## [What is expected]
Extend the forum thread about turning an old stand-up freezer into a humidor with the next few replies, beginning after its last post.

## [Text section]
# The "Freezador"



## Deuce Da Masta (Dec 4, 2006)

I thought id share a few picks of my "freezador". A buddy of mine and i decided to take an old stand up freezer and convert it into a humidor. Took around 2 weeks of off and on construction. Im real happy with the way it turned out. Holds humidity really well! 

Features
4 Pull out drawers(one drawer on the bottom left was not in when picture was taken)
3 shelves
Heating controlled via thermostat(gets real cold in winter here in michigan in the basement)
Lighting 
Cigar box door montage 
Humidified using 2 cigar oasis and beads.


----------



## Deuce Da Masta (Dec 4, 2006)

a few more pics


----------



## Deuce Da Masta (Dec 4, 2006)

P Da Masta said:


> a few more pics


Last 3 pics


----------



## dustinhayden (Feb 4, 2006)

That's freakin' sweet! What a cool idea.

## [Data supplied]
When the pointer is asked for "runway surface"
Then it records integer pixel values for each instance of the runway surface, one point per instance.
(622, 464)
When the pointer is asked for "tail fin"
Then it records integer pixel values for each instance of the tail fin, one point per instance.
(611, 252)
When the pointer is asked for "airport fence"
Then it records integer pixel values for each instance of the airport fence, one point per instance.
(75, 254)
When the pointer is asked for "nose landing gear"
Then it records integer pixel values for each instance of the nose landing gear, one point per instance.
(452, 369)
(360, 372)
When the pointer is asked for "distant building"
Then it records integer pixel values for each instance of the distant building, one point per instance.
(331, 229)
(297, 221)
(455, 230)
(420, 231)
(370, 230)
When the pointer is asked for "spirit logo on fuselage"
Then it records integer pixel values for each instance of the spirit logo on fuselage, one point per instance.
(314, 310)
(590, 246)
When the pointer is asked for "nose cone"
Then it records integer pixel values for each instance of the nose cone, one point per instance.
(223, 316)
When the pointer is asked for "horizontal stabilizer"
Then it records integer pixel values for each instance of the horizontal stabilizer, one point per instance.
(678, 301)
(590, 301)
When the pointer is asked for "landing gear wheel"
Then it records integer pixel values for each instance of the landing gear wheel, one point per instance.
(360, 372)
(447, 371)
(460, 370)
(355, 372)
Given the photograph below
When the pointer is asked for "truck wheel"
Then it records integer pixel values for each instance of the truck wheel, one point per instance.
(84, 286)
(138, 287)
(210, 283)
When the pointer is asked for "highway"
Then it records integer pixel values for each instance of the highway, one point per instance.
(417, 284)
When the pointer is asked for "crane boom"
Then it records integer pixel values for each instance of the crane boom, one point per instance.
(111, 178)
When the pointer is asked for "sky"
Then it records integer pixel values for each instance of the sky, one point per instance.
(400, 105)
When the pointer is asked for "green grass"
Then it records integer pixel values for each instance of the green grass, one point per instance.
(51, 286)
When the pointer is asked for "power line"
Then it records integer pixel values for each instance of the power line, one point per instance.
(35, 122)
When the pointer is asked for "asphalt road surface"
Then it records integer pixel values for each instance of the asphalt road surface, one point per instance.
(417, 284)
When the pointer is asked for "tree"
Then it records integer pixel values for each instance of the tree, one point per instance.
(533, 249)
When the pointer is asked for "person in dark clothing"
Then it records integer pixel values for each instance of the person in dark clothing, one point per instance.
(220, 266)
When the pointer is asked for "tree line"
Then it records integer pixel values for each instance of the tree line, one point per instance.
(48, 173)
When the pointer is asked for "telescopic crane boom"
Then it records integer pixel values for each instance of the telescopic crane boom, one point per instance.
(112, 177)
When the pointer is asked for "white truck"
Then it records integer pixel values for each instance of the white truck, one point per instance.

## [Task response]
----------



## replicant_argent (May 13, 2006)

fantastic job, and it looks great with the customized door, too! What did you use for a thermostat?


----------



## Deuce Da Masta (Dec 4, 2006)

replicant_argent said:


> fantastic job, and it looks great with the customized door, too! What did you use for a thermostat?


johnson control. Used to have reptiles. Works great. Kept it at a nice 67 degrees all winter.


----------



## Deuce Da Masta (Dec 4, 2006)

Oh and im in the process of lookin into a fan system that will run every so often to circulate the air better then the oust fans.


----------



## Homebrewer (May 31, 2008)

That is a pimp humi. I use a Johnson analog control on a big chest freezer for beer lagering. Keeps it at a steady 35*.


----------



## troutbreath (May 22, 2008)

Very nice! Nice collection in the interior, too.


----------



## Blueface (May 28, 2005)

Very nice!!!
Thanks for sharing.


----------



## Mark C (Sep 19, 2007)

Looks great! I've got an old upright freezer I've been trying to find a good use for. Was hoping for a kegerator but the shelves aren't removable. Humidor may be a good idea though!

I like your Padilla collection, how are the Achilles smoking now?


----------



## FriendlyFire (Jun 11, 2007)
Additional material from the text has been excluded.